# Problem description
For the records shown below, return an exact copy that excludes the pictures.
- - - -
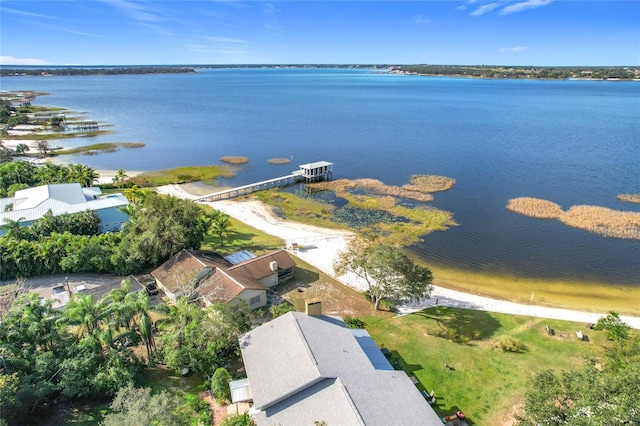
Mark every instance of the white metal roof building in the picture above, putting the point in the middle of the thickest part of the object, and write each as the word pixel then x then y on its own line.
pixel 28 205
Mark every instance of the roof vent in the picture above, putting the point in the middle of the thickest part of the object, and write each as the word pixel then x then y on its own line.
pixel 313 307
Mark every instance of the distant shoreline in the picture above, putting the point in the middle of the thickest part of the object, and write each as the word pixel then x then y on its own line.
pixel 582 73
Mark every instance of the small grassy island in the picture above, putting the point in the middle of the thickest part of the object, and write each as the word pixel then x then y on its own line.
pixel 596 219
pixel 377 211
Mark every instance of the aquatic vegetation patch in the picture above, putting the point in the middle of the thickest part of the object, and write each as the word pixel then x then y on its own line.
pixel 598 220
pixel 604 221
pixel 430 183
pixel 180 175
pixel 629 198
pixel 230 159
pixel 418 189
pixel 535 207
pixel 366 206
pixel 98 148
pixel 278 161
pixel 365 218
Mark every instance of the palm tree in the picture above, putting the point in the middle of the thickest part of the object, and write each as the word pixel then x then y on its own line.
pixel 21 148
pixel 221 225
pixel 13 228
pixel 120 177
pixel 85 312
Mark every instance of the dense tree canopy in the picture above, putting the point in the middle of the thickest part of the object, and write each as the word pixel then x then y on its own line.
pixel 388 272
pixel 50 355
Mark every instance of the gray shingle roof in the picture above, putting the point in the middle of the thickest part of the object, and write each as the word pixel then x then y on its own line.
pixel 289 357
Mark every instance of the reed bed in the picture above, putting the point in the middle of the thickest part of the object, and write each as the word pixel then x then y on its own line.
pixel 230 159
pixel 430 183
pixel 604 221
pixel 279 161
pixel 629 198
pixel 535 207
pixel 595 219
pixel 375 186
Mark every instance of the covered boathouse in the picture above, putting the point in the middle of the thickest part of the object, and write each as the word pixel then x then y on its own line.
pixel 314 172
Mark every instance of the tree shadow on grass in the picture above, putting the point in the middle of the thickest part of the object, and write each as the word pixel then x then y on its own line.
pixel 460 325
pixel 398 363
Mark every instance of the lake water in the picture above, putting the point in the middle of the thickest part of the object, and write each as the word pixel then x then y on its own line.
pixel 571 142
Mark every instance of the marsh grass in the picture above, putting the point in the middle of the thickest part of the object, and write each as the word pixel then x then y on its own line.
pixel 98 148
pixel 629 198
pixel 535 207
pixel 430 183
pixel 230 159
pixel 379 214
pixel 603 221
pixel 180 175
pixel 279 161
pixel 598 220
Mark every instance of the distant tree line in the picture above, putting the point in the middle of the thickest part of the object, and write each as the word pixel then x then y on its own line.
pixel 553 73
pixel 35 71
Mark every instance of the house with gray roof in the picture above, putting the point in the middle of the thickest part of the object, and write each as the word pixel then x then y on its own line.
pixel 29 205
pixel 214 279
pixel 303 369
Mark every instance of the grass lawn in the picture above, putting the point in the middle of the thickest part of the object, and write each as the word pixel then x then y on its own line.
pixel 483 381
pixel 242 237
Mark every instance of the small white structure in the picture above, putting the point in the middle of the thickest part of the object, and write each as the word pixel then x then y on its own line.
pixel 313 172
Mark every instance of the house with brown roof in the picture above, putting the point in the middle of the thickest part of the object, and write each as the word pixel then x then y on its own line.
pixel 210 278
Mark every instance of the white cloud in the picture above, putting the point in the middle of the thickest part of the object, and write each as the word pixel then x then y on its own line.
pixel 12 60
pixel 513 49
pixel 524 5
pixel 270 18
pixel 224 40
pixel 421 19
pixel 485 8
pixel 135 11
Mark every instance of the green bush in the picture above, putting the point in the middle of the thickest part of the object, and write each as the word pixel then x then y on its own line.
pixel 509 344
pixel 354 322
pixel 220 385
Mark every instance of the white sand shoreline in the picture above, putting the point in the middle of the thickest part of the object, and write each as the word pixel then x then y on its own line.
pixel 321 246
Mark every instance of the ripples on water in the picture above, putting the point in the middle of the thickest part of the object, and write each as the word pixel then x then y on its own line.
pixel 570 142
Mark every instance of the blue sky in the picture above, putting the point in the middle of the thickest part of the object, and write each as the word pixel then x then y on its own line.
pixel 506 32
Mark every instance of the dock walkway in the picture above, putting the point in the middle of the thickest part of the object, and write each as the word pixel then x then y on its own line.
pixel 311 172
pixel 239 191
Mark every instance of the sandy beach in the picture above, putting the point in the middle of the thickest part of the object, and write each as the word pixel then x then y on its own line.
pixel 320 247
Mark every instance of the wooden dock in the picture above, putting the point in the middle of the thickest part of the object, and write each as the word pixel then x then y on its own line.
pixel 320 170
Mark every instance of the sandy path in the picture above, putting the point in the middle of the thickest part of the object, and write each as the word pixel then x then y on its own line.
pixel 321 246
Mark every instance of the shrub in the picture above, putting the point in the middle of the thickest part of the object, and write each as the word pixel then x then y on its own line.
pixel 354 322
pixel 220 385
pixel 281 309
pixel 509 344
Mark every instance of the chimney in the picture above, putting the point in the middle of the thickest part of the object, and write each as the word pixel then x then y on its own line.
pixel 313 307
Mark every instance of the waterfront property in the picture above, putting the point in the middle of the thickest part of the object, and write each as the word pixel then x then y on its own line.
pixel 210 278
pixel 310 368
pixel 310 172
pixel 29 205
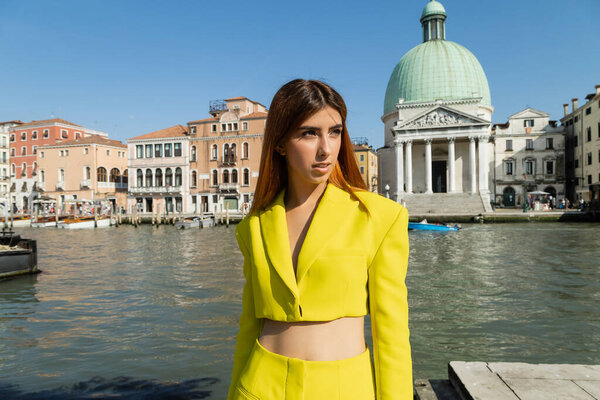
- - - -
# Answer to this problem
Mark every instance of the white metal roof building in the picture above, putting the point in the middle of the thickest part of the object, and write each as the word pixel then x then y on its own line.
pixel 28 205
Mark every instance of the roof vent in the picture above, putting the point in the middle of the thickest part of the object, and write each as the word pixel then x then y on its own line.
pixel 313 307
Mark every instance of the distant shoreline in the picture above, putting the point in the middle of the thickest part of the object, and write each as the word pixel then x then y on its own line.
pixel 582 73
Mark every instance of the small grassy island in the picture above, putting the point in the middle of the thickest part of the object, and write each as the word pixel then x then y on its own line.
pixel 596 219
pixel 377 211
Mark every instance of the aquatic vegetation patch in the picture above, putting the point in the middle of the thickest part of the object, and write each as the word pixel then x then y on its own line.
pixel 598 220
pixel 604 221
pixel 430 183
pixel 180 175
pixel 629 198
pixel 230 159
pixel 418 189
pixel 535 207
pixel 366 206
pixel 98 148
pixel 278 161
pixel 365 218
Mark every instance of the palm tree in the picture above, putting the point in the middle of the thickest part of the object, and write each as the word pixel then x then y on its own line.
pixel 21 148
pixel 221 225
pixel 13 228
pixel 120 177
pixel 85 312
Mark every instance of the dense tree canopy in the picture above, putting the point in the middle of the thickest part of the object, and write each as the word pixel then x then y on its own line.
pixel 388 272
pixel 50 355
Mark every instance of the gray shingle roof in the picture above, putting the point in the middle of the thickest part of the object, and write each as the word pixel then x then y on its own line.
pixel 289 357
Mark every instance of the reed bed in the picture above, putting the point in the middle of the thickest part of the object, and write each as the word pixel then x then y on its own line.
pixel 230 159
pixel 430 183
pixel 604 221
pixel 279 161
pixel 629 198
pixel 535 207
pixel 595 219
pixel 375 186
Mark every instance of the covered boathouse in the picture above, putting the point in the middle of the thickest part of the object, and write each as the word pixel then x then y on its own line.
pixel 314 172
Mark every instance of the tree shadow on grass in the picture above, putting the point in the middle of the thickest part of the object, and write each as the word pixel then x then y on its own line.
pixel 460 325
pixel 398 363
Mark every instance of the lake water in the picture above, putting the point in the middle of the thickest part of the object, and write each as the word pixel then x then y on its own line.
pixel 571 142
Mark every instance of the marsh grass in the picture above, putting the point in the middle of the thickest part of the object, and write each as the word pixel then x then y on its own line.
pixel 98 148
pixel 629 198
pixel 535 207
pixel 430 183
pixel 230 159
pixel 379 214
pixel 603 221
pixel 180 175
pixel 279 161
pixel 598 220
Mark every instance of the distant tree line in the picture above, putting the point in the middle of the thickest part of the object, and write each as the word pixel then x then y on its own line.
pixel 553 73
pixel 35 71
Mark every instance of the house with gray roof in the picture above, putting the point in the middle of the thickest part of the object, and write each as the word pixel then x then y on its own line.
pixel 29 205
pixel 214 279
pixel 303 369
Mark every instance of the grass lawn in the picture above, putting the point in the middle of the thickest part of the object, and write each as the word pixel then x then y on its own line.
pixel 483 381
pixel 242 237
Mark every instance of the small white structure in the picture above, putting the point in the middle of the thickest part of the object, and write each as the word pixel then x then y on its own line.
pixel 313 172
Mark every instance of the house with brown roof in the picture above, putting the point in the middle of the thickest part of the object, and write each as the word pixel then x then y on its own line.
pixel 210 278
Mark every instance of the white cloud in the picture above, putting the point in the middle of the thickest part of the object, and write each as the word pixel then x then y on its own line.
pixel 12 60
pixel 513 49
pixel 524 5
pixel 270 18
pixel 224 40
pixel 421 19
pixel 485 8
pixel 135 11
Mark every instance of the green bush in the picture above, putting the point in the middle of the thickest part of the object, and write each as the word pixel then x then y on its own line.
pixel 509 344
pixel 354 322
pixel 220 385
Mark every instance of the white sand shoreline in the picture above, putting the point in the middle of the thickest part of the object, and write each as the word pixel then x then y on its own line.
pixel 321 246
Mark every instance of the ripples on water in the picture above, putting the point in the middle of the thickest part of the object, and write each as the word pixel then x then y on its own line.
pixel 570 142
Mark every instance of the blue sky in the picture above, putting the point in the middle of the thickest part of the object, and write each as the word pixel then x then y on its own line.
pixel 506 32
Mark every instance of the dock walkway in the picture above, putting the point in the middle of the thickest part of the object, and write each as the word pixel then x then y on its own line.
pixel 311 172
pixel 239 191
Mark every instance of the sandy beach in the picture above, putting the point in the middle of the thickest part of the object, and write each as the word pixel then x then y on its own line.
pixel 320 247
Mark every instance of the wooden dock in the picture above, putting the point in the middle of the thickest part of the object, and write each as the word pixel then x then y on its own line.
pixel 320 170
Mark every instance of the sandy path in the picture above, putting the point in the middle of the thickest part of the object, and write each as the word pixel then x then y on its own line.
pixel 321 246
Mark every instance of the shrub in the picture above, putting the point in the middle of the thickest part of the object, and write each as the word pixel then x then y on its own line.
pixel 354 322
pixel 220 385
pixel 281 309
pixel 509 344
Mark every instance of the chimney in the picture above, putting the point in the middle of the thickest part of the object, and write each as the word pixel then x then y on its own line.
pixel 313 307
Mark every instance of the waterfront property in the picture above, putting the point in the middle of the thickest part of the object, and write each as the word pixel then x then y on its own line.
pixel 210 278
pixel 310 368
pixel 310 172
pixel 29 205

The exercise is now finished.